The task
Report each line of the records where "marking" occurs.

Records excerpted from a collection
*** Begin section ***
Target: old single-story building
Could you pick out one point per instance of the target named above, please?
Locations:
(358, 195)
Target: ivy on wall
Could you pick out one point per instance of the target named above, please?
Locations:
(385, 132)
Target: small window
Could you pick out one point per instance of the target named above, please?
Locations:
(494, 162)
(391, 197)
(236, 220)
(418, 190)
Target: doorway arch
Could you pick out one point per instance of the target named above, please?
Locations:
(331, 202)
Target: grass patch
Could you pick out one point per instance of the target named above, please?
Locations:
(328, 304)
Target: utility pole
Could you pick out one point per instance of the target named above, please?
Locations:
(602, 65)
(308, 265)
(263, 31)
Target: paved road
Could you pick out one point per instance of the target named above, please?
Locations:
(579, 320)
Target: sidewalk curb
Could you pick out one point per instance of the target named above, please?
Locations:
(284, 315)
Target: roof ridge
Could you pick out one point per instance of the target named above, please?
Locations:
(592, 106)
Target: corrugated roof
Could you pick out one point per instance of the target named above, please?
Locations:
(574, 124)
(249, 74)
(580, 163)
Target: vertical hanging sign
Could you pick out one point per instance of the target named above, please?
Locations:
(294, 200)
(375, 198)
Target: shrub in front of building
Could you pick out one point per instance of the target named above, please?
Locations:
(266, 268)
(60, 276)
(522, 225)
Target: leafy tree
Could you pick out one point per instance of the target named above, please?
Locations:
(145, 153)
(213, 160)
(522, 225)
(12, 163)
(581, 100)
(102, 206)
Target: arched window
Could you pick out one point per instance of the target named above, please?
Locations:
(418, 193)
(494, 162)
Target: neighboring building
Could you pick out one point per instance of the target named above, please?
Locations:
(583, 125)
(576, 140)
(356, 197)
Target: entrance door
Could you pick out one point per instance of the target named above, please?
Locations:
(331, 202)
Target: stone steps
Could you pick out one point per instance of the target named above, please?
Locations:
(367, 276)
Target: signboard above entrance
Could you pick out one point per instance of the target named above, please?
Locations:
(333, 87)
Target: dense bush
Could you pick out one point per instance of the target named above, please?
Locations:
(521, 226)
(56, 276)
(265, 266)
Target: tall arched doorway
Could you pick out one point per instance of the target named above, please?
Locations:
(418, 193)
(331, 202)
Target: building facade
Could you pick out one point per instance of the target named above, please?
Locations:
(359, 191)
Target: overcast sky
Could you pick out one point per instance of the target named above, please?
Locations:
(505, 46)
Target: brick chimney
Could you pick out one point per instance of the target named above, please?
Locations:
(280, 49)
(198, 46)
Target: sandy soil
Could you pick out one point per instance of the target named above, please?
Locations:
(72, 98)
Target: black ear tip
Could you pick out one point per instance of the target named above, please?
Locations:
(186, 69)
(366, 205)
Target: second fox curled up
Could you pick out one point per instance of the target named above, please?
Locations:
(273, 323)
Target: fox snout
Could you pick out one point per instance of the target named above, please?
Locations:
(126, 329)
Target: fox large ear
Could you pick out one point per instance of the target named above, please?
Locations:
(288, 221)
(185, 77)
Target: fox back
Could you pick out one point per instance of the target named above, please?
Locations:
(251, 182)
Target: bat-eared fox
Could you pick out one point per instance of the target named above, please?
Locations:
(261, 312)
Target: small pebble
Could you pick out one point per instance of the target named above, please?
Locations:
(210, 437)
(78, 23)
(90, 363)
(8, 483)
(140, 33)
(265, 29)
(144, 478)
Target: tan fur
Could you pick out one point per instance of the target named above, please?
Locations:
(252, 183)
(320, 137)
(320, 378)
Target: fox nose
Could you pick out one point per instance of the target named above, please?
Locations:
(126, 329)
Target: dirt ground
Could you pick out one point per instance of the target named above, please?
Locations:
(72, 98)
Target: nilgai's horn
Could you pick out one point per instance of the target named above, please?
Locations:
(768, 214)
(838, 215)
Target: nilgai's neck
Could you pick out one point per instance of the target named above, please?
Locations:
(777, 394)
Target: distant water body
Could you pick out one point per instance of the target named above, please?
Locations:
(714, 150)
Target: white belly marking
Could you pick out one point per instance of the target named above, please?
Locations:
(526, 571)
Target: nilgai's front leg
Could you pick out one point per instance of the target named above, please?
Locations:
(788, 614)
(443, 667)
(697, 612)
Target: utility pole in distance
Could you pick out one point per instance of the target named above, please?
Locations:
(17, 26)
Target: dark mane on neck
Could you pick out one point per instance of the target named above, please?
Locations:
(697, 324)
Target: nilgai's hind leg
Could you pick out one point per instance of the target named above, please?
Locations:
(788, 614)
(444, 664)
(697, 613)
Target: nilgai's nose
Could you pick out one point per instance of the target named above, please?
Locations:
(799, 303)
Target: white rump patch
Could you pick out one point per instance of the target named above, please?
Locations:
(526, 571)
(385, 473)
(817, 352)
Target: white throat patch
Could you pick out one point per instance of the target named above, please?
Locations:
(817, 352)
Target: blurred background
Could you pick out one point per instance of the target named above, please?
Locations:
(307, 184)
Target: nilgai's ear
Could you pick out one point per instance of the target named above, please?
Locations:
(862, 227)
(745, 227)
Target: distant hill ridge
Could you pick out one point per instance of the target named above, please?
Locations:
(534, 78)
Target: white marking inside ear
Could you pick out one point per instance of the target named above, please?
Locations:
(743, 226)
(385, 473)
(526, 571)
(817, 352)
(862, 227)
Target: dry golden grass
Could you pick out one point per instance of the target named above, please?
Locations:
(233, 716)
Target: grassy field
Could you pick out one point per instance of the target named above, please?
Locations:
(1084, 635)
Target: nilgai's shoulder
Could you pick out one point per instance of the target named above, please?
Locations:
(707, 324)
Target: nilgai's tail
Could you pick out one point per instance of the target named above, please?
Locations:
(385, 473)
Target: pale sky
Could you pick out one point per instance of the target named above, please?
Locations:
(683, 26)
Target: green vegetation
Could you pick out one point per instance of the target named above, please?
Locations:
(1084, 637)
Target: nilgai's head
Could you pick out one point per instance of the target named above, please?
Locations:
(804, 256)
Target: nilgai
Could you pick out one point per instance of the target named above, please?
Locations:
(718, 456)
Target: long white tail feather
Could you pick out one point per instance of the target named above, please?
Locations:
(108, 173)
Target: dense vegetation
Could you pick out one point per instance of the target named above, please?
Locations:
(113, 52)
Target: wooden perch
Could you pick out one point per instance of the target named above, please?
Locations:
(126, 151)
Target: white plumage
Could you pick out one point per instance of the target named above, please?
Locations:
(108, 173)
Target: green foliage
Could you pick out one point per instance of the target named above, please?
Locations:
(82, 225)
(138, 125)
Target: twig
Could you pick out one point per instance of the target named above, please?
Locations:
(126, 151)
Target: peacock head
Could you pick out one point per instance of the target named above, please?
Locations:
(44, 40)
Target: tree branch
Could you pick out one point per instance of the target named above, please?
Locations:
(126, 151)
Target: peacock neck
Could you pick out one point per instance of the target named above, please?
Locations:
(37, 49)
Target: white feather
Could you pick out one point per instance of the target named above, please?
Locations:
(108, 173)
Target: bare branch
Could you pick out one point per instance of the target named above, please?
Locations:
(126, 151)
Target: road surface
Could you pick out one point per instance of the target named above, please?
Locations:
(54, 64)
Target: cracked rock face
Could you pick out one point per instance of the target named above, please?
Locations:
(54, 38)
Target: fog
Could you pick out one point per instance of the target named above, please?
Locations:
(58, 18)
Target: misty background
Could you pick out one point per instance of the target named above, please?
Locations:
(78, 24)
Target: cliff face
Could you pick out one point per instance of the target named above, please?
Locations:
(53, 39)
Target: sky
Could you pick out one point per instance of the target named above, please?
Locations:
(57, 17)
*** End section ***
Solution for this task
Target: white belly marking
Target: white marking inside ear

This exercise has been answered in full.